Objetivo indicado
Por favor, reúna todas as linhas das entradas abaixo que contenham a palavra "beige", considerando a diferença entre maiúsculas e minúsculas.

[Entradas de pontos rotulados]

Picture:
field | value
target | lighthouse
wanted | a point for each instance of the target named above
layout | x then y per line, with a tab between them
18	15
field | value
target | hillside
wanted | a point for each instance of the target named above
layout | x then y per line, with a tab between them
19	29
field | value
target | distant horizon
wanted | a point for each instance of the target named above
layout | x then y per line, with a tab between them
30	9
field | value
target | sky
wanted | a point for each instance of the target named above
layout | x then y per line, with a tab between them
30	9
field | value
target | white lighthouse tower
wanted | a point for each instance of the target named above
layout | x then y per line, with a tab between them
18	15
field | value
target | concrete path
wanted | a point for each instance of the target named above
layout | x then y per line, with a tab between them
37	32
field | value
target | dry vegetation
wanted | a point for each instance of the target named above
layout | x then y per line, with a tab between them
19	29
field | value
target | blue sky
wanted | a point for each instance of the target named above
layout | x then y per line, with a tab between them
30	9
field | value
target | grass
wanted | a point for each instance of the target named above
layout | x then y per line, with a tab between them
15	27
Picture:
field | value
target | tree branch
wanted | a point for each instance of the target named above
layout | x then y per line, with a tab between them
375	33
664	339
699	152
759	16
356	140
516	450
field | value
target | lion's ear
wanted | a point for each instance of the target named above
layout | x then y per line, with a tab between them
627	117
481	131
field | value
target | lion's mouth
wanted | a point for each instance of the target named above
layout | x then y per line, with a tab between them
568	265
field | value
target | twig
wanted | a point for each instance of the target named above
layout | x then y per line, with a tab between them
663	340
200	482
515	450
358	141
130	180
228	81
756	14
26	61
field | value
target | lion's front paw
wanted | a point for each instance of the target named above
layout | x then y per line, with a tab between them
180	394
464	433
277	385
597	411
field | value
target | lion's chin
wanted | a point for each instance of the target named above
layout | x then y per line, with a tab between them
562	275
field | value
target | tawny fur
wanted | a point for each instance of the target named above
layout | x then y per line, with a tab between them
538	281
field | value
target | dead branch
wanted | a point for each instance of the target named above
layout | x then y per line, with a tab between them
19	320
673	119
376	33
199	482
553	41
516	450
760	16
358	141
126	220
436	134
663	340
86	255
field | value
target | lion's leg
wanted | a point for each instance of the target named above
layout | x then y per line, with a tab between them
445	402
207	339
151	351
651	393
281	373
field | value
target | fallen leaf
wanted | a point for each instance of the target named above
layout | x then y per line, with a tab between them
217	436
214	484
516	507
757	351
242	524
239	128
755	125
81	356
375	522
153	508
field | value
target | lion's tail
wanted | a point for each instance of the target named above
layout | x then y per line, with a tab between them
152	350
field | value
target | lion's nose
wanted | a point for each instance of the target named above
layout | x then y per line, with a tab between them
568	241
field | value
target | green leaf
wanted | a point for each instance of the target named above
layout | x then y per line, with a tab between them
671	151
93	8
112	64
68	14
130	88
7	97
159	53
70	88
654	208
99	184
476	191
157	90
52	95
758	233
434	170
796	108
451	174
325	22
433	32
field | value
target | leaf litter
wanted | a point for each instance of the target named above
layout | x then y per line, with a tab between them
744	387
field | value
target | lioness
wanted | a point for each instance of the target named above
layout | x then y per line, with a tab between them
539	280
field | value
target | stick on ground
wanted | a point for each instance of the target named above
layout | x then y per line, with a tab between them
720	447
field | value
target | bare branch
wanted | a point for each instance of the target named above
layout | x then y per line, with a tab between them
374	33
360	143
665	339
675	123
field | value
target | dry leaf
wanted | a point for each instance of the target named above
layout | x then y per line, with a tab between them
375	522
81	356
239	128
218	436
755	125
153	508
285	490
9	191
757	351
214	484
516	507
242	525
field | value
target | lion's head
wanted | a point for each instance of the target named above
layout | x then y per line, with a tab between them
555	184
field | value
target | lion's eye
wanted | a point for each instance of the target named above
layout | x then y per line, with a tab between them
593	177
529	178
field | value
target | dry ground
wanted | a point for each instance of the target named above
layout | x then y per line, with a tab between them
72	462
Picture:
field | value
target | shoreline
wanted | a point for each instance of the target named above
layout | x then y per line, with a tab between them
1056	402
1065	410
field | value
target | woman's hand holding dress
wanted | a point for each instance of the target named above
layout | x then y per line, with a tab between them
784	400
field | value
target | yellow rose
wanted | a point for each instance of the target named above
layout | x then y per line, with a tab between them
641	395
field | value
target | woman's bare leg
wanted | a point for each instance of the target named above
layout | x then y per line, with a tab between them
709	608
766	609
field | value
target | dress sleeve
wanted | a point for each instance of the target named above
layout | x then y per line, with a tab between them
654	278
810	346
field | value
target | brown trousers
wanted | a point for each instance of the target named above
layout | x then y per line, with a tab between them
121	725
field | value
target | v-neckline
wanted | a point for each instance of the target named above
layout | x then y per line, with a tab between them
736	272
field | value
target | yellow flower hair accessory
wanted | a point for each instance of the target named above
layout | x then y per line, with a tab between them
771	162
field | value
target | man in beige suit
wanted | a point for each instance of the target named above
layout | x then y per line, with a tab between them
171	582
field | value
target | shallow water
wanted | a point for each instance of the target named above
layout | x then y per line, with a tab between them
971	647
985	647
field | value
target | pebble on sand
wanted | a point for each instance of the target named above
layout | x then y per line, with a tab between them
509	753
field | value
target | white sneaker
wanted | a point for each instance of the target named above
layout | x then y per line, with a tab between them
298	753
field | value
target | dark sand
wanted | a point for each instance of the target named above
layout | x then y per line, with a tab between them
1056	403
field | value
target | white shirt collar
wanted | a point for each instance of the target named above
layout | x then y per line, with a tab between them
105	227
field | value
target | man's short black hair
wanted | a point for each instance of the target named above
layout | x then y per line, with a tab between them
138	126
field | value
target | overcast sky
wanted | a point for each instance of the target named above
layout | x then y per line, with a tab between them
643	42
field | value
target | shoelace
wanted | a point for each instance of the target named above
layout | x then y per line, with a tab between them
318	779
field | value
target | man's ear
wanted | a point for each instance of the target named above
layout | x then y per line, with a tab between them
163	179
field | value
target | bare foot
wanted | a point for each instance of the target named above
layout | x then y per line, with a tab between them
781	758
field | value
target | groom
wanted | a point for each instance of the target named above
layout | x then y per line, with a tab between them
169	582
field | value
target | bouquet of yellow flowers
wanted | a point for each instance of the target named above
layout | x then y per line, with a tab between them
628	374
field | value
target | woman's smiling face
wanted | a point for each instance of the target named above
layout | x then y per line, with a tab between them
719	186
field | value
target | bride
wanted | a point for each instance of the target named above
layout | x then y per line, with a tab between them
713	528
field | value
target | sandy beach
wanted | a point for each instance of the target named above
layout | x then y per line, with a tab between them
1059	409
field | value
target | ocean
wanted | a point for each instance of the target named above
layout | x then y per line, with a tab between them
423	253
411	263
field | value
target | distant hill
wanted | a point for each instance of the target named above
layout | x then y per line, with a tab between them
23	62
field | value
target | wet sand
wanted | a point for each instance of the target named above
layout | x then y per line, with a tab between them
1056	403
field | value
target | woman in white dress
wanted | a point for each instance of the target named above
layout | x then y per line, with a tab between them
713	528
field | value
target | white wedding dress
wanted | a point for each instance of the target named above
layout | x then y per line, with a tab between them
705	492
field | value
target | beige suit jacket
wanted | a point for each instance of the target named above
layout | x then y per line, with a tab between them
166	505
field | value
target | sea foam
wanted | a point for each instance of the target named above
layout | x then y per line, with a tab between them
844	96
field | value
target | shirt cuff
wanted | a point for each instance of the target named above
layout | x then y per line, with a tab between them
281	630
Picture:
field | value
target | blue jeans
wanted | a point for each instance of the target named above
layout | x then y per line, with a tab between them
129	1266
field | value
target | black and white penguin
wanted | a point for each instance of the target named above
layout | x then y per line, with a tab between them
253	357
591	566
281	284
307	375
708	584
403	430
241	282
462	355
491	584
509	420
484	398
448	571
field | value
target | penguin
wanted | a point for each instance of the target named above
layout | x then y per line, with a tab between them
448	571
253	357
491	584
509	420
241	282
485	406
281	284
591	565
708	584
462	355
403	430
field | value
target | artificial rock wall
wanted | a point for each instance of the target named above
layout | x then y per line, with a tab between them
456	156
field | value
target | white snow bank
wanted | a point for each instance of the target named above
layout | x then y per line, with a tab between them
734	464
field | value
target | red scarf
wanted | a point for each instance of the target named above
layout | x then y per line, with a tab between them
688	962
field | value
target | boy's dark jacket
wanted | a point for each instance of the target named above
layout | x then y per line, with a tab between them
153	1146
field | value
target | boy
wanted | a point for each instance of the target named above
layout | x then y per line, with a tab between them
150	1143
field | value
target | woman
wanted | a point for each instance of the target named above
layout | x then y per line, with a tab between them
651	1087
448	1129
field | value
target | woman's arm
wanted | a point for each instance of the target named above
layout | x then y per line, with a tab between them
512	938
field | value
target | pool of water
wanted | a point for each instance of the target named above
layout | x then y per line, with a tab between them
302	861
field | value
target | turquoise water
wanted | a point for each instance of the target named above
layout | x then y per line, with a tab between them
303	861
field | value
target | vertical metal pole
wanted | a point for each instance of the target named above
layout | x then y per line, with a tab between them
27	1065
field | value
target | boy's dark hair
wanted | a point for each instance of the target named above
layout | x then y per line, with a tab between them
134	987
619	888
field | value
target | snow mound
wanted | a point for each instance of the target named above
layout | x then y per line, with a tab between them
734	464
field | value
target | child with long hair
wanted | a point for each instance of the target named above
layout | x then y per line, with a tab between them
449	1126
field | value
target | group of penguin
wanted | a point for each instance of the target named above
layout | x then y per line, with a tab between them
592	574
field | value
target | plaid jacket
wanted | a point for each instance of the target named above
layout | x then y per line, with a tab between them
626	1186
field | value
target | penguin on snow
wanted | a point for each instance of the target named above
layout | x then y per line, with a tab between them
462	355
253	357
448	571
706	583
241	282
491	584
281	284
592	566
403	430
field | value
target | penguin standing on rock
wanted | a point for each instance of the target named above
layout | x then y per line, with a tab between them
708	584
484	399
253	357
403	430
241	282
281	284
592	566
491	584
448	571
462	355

Resposta completa
target | man in beige suit
target | beige suit jacket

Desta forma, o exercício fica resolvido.